■ **DETALLES DEL PROBLEMA**
Pasa a una lista JSON de cadenas la parte del material que va desde el comienzo hasta la línea que contiene "[[[22,39],[21,37],[14,37],[14,49],[22,49]]]", con ambos extremos incluidos. Pon una cadena por cada línea y deja fuera las líneas en blanco.

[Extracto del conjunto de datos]
++++++++++
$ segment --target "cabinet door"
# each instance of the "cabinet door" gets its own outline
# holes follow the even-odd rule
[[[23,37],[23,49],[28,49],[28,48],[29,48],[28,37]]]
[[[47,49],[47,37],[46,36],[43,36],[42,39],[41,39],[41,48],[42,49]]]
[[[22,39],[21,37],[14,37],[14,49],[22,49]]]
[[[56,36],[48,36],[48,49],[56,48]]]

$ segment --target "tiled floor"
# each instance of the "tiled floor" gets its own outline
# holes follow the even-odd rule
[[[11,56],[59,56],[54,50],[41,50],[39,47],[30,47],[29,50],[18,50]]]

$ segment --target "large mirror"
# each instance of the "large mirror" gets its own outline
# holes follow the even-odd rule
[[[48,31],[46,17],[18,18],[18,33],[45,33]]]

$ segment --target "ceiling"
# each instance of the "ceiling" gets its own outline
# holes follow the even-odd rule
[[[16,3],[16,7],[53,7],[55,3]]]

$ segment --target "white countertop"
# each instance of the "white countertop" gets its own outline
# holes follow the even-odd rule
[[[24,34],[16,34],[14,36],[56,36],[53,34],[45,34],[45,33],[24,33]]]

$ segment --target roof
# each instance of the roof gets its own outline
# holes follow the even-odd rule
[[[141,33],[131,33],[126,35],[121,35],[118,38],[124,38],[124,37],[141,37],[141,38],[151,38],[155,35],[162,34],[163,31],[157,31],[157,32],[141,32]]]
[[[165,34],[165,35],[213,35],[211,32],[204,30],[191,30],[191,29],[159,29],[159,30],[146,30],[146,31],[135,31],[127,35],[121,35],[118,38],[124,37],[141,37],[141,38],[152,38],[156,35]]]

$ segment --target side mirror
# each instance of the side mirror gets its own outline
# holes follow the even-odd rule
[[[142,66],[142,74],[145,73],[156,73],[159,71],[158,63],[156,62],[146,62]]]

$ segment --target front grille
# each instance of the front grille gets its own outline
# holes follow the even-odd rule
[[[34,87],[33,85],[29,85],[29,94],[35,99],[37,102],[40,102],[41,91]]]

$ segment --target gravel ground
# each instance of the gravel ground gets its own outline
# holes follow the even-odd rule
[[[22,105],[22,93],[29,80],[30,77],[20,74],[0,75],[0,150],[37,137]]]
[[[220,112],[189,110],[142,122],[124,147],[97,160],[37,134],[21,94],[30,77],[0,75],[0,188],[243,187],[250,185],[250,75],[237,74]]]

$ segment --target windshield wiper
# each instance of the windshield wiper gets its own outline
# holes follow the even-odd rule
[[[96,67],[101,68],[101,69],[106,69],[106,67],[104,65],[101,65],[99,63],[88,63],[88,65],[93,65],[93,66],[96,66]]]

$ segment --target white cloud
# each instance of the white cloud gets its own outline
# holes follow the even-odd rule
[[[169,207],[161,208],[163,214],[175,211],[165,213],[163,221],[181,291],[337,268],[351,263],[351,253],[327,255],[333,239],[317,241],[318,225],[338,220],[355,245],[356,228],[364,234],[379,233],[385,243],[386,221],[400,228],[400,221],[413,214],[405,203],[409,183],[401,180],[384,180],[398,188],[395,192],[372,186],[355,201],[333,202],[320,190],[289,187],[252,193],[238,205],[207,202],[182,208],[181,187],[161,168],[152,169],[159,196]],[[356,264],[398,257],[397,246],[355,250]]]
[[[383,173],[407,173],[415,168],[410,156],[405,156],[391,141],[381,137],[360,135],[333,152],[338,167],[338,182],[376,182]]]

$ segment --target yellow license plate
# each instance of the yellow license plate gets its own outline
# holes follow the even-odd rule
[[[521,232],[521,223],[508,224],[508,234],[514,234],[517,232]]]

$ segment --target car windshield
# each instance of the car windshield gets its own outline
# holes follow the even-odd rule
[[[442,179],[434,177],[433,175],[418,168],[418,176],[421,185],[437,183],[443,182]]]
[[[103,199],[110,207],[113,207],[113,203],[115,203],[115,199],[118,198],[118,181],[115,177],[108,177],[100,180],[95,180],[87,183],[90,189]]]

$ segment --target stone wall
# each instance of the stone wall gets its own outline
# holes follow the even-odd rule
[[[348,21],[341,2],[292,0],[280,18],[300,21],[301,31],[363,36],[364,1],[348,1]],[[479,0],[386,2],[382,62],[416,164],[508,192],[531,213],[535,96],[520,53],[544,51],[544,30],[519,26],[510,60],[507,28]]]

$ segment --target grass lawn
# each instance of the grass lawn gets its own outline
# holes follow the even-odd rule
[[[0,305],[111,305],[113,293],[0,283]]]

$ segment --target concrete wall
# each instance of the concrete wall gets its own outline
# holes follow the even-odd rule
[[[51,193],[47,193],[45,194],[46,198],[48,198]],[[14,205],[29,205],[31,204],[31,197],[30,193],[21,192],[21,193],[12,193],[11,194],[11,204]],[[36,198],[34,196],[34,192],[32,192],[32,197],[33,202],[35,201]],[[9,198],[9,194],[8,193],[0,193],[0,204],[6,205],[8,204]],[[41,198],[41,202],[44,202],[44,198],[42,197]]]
++++++++++
■ **RESULTADO**
[
  "$ segment --target \"cabinet door\"",
  "# each instance of the \"cabinet door\" gets its own outline",
  "# holes follow the even-odd rule",
  "[[[23,37],[23,49],[28,49],[28,48],[29,48],[28,37]]]",
  "[[[47,49],[47,37],[46,36],[43,36],[42,39],[41,39],[41,48],[42,49]]]",
  "[[[22,39],[21,37],[14,37],[14,49],[22,49]]]"
]